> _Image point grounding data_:
____
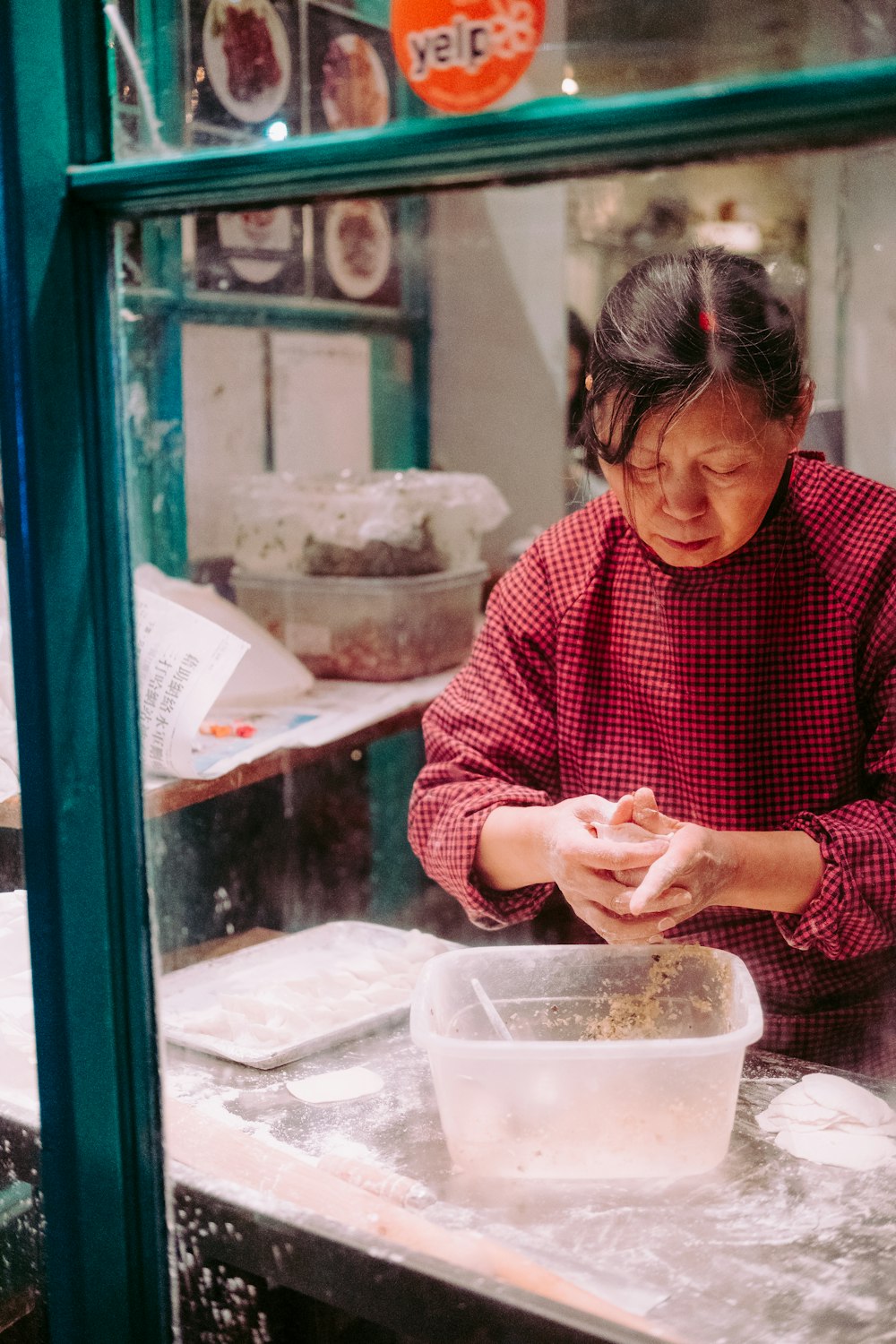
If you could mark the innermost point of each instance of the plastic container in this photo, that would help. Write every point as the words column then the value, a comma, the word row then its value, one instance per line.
column 368, row 629
column 625, row 1062
column 379, row 524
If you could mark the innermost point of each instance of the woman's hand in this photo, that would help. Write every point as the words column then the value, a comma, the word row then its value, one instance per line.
column 597, row 854
column 699, row 867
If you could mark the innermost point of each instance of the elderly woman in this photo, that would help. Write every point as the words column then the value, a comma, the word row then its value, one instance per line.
column 715, row 637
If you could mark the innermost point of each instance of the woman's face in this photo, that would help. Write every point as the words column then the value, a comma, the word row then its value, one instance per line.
column 699, row 491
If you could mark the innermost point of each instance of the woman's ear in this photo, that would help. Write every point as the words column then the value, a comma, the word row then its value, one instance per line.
column 799, row 417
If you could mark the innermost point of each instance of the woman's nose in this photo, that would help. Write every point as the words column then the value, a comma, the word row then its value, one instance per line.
column 683, row 495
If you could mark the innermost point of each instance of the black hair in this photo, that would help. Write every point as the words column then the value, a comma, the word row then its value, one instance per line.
column 675, row 325
column 579, row 339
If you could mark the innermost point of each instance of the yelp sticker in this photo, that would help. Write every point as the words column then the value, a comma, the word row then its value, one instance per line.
column 462, row 56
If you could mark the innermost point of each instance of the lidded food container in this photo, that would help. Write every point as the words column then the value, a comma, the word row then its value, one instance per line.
column 368, row 629
column 381, row 524
column 625, row 1061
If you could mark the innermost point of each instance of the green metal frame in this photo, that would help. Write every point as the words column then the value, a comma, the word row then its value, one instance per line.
column 69, row 564
column 831, row 105
column 107, row 1254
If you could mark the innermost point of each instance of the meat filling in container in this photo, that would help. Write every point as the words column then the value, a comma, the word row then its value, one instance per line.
column 624, row 1062
column 368, row 629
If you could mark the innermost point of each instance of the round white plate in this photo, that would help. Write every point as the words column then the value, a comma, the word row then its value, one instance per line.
column 263, row 230
column 355, row 90
column 266, row 38
column 358, row 246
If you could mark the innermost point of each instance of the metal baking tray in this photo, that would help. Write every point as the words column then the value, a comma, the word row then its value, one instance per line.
column 274, row 1003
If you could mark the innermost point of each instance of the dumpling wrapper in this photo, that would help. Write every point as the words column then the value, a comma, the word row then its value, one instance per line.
column 338, row 1085
column 841, row 1094
column 836, row 1148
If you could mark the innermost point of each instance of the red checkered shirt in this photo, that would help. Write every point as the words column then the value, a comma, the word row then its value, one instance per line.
column 753, row 694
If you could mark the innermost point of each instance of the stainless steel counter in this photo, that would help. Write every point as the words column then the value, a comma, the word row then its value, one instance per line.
column 766, row 1247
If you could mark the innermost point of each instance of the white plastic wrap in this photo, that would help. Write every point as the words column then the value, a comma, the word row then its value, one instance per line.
column 382, row 524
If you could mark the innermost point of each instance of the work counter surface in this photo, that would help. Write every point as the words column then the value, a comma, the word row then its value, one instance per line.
column 766, row 1247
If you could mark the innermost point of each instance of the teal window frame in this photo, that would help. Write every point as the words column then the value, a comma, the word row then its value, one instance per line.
column 102, row 1182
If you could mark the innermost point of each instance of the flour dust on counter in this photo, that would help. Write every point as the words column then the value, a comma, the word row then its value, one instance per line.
column 336, row 1085
column 825, row 1118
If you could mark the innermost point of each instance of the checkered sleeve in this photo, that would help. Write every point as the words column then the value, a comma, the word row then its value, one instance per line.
column 490, row 741
column 855, row 910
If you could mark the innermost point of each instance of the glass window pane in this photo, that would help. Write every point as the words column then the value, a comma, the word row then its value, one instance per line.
column 217, row 73
column 346, row 422
column 21, row 1277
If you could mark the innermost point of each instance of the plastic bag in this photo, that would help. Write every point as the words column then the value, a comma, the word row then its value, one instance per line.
column 268, row 674
column 386, row 523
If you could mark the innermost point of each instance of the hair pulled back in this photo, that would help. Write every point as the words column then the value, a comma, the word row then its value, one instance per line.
column 676, row 324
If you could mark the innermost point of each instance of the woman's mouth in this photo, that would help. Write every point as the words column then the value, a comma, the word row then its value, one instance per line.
column 685, row 546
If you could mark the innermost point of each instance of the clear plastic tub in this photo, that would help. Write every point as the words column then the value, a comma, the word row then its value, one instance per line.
column 625, row 1062
column 368, row 629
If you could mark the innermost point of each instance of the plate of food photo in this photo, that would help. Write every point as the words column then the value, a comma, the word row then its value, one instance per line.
column 247, row 56
column 358, row 246
column 355, row 90
column 247, row 233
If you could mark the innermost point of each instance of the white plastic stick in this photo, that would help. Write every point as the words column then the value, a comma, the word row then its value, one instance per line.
column 144, row 96
column 490, row 1011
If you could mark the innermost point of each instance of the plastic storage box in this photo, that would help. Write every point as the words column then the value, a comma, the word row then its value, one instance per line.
column 625, row 1062
column 368, row 629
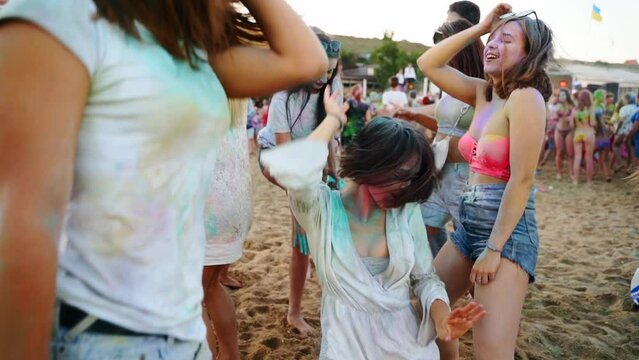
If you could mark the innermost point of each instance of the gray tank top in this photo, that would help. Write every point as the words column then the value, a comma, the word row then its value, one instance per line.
column 447, row 112
column 375, row 265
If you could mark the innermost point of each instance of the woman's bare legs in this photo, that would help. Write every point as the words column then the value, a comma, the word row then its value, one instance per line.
column 589, row 145
column 495, row 336
column 604, row 160
column 616, row 153
column 631, row 154
column 297, row 278
column 453, row 269
column 220, row 309
column 577, row 162
column 227, row 280
column 560, row 151
column 569, row 141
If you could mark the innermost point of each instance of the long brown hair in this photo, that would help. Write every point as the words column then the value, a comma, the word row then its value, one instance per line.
column 531, row 71
column 376, row 154
column 182, row 27
column 470, row 59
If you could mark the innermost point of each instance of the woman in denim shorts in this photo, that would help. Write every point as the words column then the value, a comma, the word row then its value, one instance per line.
column 496, row 245
column 451, row 119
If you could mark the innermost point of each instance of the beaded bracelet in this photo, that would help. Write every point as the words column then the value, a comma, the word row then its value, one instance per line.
column 492, row 247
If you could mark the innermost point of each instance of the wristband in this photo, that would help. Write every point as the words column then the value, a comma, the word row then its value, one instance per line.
column 492, row 247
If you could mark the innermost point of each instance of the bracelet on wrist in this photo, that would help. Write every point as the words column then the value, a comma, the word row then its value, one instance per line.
column 492, row 247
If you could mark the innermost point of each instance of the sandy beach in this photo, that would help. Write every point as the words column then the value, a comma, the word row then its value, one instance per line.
column 578, row 309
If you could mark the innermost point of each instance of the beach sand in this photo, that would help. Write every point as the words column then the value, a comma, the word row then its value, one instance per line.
column 579, row 308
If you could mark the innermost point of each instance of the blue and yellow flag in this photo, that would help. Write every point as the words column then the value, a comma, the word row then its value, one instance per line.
column 596, row 13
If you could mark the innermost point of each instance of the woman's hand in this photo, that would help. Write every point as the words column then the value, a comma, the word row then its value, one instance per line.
column 405, row 113
column 459, row 321
column 485, row 267
column 493, row 17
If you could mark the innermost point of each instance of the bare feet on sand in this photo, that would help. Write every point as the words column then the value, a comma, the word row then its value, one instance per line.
column 230, row 282
column 300, row 325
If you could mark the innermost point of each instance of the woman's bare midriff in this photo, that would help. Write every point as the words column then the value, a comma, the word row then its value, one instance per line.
column 480, row 179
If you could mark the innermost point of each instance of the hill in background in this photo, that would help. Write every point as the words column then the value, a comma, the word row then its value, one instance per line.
column 364, row 46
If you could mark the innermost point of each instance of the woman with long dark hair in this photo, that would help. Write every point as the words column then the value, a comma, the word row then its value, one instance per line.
column 452, row 118
column 294, row 114
column 108, row 147
column 496, row 245
column 368, row 241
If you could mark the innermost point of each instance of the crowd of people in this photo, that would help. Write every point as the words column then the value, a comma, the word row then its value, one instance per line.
column 126, row 185
column 587, row 129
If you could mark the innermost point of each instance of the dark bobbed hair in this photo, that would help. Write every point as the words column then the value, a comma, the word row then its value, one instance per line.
column 375, row 155
column 182, row 27
column 466, row 9
column 584, row 99
column 470, row 59
column 531, row 71
column 305, row 89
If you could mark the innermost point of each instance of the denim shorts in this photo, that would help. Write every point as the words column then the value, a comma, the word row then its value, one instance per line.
column 478, row 213
column 443, row 204
column 77, row 344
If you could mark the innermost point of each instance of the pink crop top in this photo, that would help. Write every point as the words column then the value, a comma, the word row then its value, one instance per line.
column 490, row 156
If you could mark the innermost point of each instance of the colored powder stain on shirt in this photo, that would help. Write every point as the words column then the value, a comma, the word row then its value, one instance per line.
column 211, row 225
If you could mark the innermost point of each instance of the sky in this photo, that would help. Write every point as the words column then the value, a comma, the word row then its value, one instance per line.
column 577, row 36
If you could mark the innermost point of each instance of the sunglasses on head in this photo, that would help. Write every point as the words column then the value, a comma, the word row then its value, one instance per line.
column 521, row 15
column 438, row 36
column 332, row 47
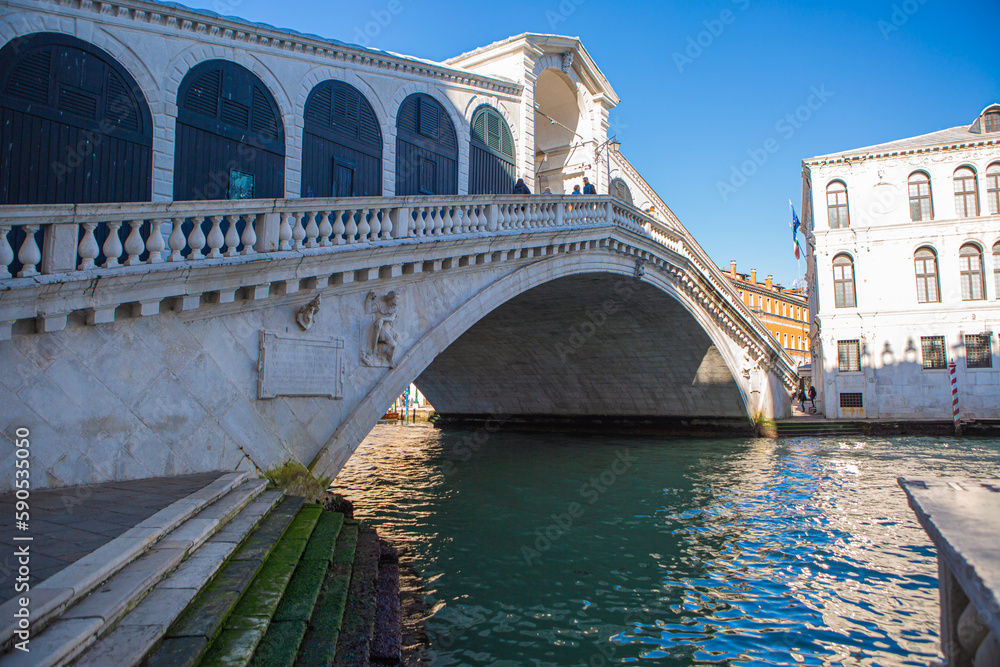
____
> _Task requirements_: Reproduce the lines above, exactly and exclusively, from the line containing "of the colored" down to the last line, both included; pictures are not part of the copy.

> _Solved exercise_:
If you could mark the innermost point of each instance of the colored powder stain on shirt in this photo, that would help. Write every point as the words column then the value, a comma, the word row then its value, one instance per line.
column 211, row 225
If you could mark the innermost point of each instance of the sky in this photo, that would help. Write every point as the words column then the value, a comma, the word row then its value, one instance per line.
column 577, row 36
If you could mark the innermost point of each instance of the sunglasses on head in this photo, that would help. Write every point as the words column then the value, a comma, the word row then its value, one instance per line.
column 521, row 15
column 438, row 36
column 332, row 47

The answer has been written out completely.